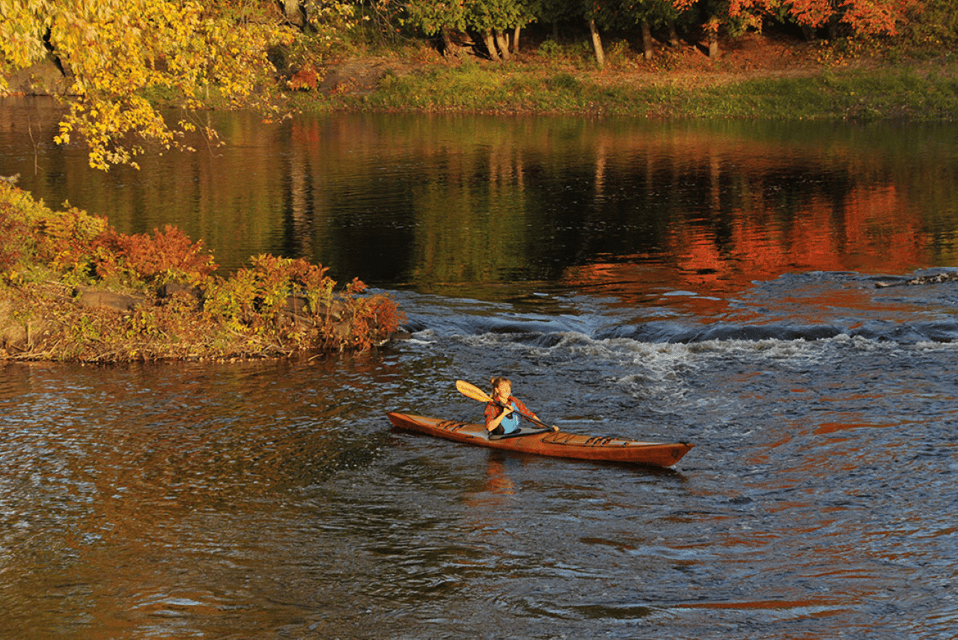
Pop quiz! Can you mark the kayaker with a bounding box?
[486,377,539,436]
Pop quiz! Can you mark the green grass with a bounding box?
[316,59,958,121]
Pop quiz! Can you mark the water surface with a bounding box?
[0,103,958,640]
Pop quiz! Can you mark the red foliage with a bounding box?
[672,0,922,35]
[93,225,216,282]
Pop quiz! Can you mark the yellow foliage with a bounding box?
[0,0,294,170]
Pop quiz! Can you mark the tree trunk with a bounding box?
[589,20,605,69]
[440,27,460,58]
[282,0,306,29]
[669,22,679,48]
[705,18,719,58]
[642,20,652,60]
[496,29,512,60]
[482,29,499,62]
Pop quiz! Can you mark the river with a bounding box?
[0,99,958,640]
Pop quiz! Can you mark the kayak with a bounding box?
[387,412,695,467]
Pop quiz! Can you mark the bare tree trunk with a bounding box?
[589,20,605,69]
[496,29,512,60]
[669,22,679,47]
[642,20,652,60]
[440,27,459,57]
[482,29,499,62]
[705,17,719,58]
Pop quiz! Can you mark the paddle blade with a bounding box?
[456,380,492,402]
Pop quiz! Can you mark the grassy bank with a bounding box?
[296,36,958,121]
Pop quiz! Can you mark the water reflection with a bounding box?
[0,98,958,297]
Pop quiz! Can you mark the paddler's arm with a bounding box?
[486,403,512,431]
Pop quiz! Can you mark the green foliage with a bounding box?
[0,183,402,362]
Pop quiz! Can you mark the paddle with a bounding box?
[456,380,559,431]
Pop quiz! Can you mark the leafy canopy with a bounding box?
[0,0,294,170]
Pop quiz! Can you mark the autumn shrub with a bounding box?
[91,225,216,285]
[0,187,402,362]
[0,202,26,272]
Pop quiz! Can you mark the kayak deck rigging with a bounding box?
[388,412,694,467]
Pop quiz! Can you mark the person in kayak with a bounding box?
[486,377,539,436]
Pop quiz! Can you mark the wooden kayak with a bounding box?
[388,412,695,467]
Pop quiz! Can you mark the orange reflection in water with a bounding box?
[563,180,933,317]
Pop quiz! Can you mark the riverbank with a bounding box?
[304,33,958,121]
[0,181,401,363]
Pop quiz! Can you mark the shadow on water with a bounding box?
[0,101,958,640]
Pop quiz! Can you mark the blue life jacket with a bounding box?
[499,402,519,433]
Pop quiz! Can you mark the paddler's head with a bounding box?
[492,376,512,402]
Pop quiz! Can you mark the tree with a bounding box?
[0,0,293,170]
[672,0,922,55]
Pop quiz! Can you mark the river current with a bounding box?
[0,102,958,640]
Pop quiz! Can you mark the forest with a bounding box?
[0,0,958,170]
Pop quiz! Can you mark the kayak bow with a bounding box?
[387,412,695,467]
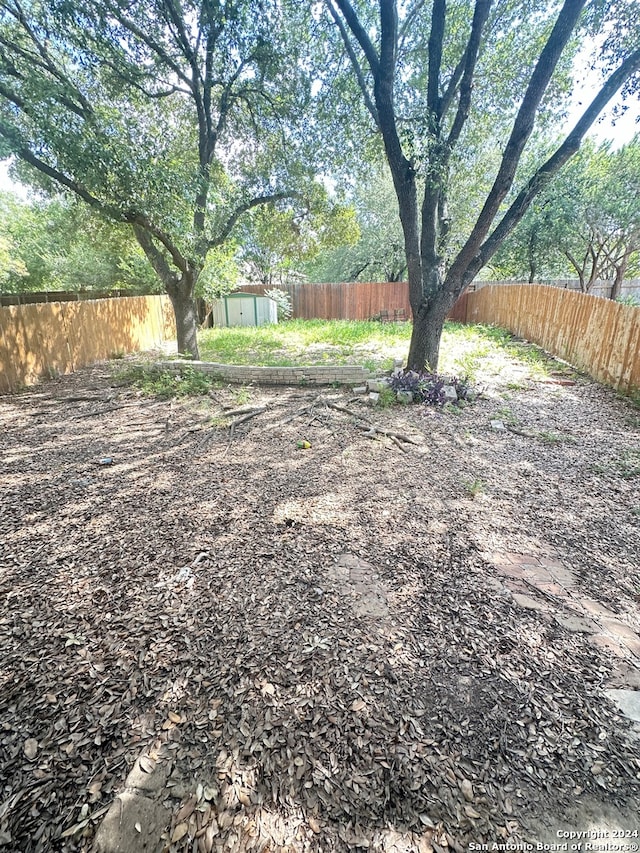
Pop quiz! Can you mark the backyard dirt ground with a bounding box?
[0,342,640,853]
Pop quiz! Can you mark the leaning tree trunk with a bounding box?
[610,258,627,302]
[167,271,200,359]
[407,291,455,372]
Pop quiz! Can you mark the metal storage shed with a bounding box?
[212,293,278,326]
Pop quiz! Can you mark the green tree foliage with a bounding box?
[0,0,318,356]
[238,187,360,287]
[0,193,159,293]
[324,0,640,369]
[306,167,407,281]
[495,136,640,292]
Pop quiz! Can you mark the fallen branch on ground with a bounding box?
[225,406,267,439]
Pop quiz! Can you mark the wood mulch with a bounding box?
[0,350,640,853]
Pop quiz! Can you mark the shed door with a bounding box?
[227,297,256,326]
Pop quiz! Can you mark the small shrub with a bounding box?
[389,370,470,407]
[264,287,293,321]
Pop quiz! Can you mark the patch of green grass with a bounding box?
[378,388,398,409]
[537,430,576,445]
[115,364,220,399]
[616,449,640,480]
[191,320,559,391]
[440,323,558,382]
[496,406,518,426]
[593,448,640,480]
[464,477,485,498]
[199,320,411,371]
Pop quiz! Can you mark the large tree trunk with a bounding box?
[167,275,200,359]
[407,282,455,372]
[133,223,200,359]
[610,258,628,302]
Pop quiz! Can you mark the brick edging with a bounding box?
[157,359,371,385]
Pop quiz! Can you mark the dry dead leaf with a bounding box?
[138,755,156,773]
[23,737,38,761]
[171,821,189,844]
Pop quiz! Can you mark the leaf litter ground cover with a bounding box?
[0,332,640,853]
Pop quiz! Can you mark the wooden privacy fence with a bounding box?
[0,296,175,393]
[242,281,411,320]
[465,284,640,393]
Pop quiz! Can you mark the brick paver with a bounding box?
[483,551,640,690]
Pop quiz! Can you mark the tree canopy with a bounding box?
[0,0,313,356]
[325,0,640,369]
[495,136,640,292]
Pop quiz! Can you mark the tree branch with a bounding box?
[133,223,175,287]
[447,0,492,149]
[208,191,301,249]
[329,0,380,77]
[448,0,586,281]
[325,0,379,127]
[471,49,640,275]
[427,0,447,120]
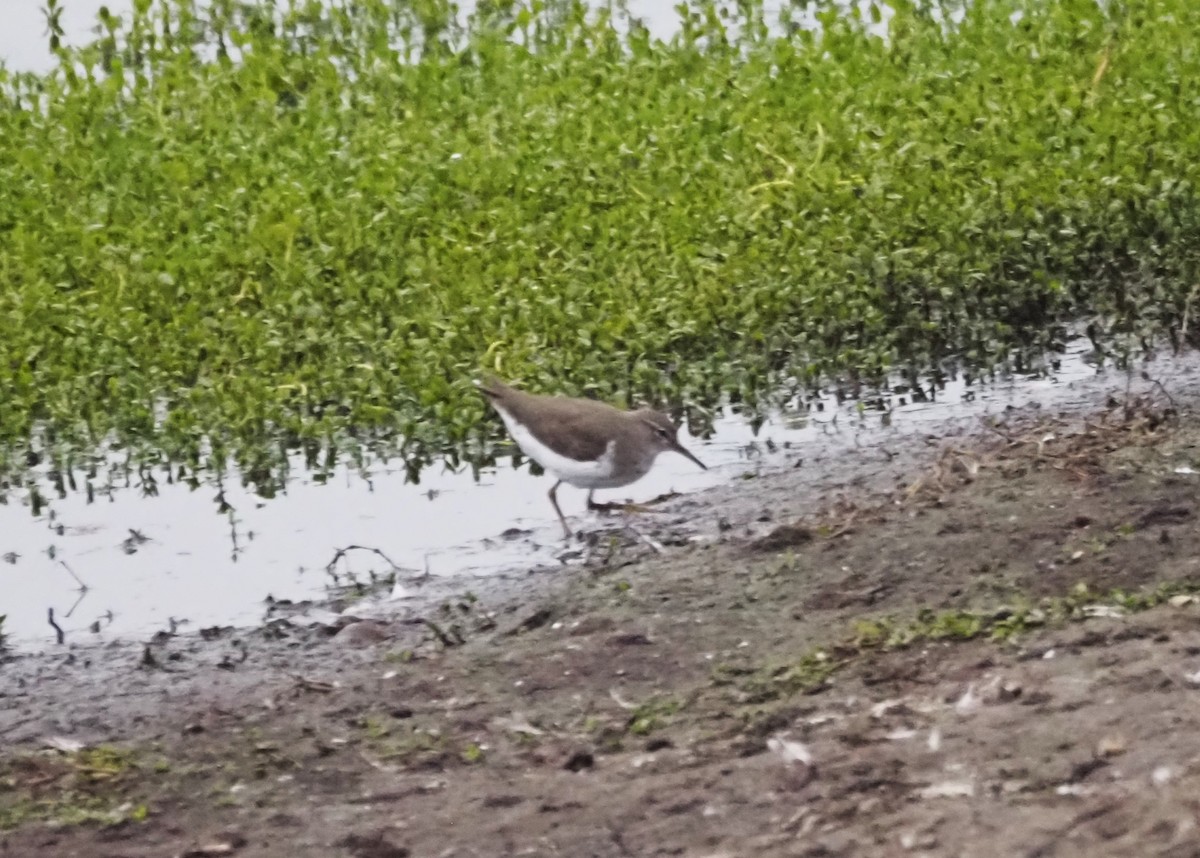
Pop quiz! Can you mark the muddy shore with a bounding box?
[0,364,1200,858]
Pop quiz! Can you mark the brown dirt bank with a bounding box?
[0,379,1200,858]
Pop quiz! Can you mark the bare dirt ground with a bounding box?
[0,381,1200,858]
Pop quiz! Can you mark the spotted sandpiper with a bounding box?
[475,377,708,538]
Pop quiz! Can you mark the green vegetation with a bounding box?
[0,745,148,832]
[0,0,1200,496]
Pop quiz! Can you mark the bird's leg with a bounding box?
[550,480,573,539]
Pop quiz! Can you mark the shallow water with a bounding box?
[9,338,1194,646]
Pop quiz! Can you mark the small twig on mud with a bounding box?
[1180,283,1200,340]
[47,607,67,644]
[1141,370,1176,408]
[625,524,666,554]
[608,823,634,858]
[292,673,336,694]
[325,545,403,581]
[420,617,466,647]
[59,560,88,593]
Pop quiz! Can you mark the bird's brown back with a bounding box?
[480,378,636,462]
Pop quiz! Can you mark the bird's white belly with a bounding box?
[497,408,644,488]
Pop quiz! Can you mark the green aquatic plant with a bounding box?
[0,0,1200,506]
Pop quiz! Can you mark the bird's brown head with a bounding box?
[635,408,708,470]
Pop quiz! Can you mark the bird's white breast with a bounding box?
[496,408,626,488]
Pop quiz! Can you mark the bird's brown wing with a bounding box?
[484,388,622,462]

################

■ **Directions for this task**
Rewrite the lines starting at the one containing "Pop quiz! Can you mark the bird's leg" and ending at the one containing "[9,338,1194,646]". Keep every line, and shift each bounding-box coordinate up by 78.

■ **Exercise result**
Pop quiz! Can you mark the bird's leg with a bounding box?
[628,558,651,617]
Pop quiz! Can you mark the shallow water with a bounding box?
[87,416,1272,724]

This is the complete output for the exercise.